---- Items

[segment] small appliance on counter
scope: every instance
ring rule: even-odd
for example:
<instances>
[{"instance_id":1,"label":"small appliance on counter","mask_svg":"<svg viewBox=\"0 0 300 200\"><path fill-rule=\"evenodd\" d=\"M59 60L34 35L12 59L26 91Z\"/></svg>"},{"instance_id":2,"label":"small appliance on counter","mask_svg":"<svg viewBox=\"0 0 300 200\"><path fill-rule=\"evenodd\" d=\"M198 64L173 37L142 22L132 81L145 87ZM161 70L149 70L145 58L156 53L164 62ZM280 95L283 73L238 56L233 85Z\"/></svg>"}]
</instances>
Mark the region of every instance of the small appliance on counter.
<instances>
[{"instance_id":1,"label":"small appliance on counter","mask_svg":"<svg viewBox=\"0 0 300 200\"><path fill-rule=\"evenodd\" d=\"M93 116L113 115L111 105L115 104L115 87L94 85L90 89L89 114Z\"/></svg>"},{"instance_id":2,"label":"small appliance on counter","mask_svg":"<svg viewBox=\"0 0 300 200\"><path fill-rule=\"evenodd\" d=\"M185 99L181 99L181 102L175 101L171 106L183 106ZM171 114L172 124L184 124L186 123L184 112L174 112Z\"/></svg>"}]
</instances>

--------

Rewrite the records above with "ring rule" renamed to "fill rule", keeping everything else the same.

- [Task output]
[segment] small appliance on counter
scope: every instance
fill rule: even-odd
for example:
<instances>
[{"instance_id":1,"label":"small appliance on counter","mask_svg":"<svg viewBox=\"0 0 300 200\"><path fill-rule=\"evenodd\" d=\"M59 60L34 35L12 59L26 91Z\"/></svg>"},{"instance_id":2,"label":"small appliance on counter","mask_svg":"<svg viewBox=\"0 0 300 200\"><path fill-rule=\"evenodd\" d=\"M198 64L173 37L142 22L132 81L145 87ZM161 70L149 70L145 58L156 53L164 62ZM280 95L283 73L238 56L233 85Z\"/></svg>"}]
</instances>
Mark the region of every instance of the small appliance on counter.
<instances>
[{"instance_id":1,"label":"small appliance on counter","mask_svg":"<svg viewBox=\"0 0 300 200\"><path fill-rule=\"evenodd\" d=\"M93 116L113 115L111 105L115 104L115 87L94 85L90 89L89 114Z\"/></svg>"},{"instance_id":2,"label":"small appliance on counter","mask_svg":"<svg viewBox=\"0 0 300 200\"><path fill-rule=\"evenodd\" d=\"M185 99L181 99L181 102L175 101L171 106L183 106ZM171 114L172 124L184 124L186 123L184 112L174 112Z\"/></svg>"}]
</instances>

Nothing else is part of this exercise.